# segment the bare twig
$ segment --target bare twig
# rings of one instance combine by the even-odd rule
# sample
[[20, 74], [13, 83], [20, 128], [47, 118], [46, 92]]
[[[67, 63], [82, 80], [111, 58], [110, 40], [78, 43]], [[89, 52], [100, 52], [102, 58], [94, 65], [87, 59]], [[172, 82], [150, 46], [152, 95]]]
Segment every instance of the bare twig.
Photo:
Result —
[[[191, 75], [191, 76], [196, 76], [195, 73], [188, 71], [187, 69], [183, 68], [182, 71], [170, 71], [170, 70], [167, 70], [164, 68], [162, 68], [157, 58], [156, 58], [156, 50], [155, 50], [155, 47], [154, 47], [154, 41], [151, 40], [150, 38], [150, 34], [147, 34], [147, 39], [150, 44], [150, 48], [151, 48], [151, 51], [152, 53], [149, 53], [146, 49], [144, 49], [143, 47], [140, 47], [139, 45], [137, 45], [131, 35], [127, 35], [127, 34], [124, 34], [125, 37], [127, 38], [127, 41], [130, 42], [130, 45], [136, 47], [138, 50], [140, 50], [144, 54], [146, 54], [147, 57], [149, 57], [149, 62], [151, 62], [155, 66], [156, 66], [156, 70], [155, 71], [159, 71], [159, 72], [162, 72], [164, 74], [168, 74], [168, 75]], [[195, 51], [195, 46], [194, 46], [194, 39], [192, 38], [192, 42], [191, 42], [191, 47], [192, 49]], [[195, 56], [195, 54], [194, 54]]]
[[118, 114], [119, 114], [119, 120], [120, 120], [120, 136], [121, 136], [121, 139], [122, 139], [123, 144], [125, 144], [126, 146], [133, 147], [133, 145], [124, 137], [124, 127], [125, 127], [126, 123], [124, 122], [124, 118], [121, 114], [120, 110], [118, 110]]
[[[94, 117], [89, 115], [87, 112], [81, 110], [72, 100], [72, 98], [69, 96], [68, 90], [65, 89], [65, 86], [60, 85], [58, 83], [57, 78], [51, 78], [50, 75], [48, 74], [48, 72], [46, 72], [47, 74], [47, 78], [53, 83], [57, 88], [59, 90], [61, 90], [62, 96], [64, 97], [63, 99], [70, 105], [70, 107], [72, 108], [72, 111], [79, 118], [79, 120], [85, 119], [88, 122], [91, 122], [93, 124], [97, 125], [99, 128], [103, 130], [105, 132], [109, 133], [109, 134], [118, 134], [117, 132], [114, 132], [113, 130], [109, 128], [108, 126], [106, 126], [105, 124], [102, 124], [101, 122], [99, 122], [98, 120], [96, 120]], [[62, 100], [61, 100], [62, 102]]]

■ ■ ■ ■ ■ ■ ■

*Instructions to follow*:
Count the lines in the entries above that contain the string "twig", treating case as significant. Give only the number.

*Written answer*:
3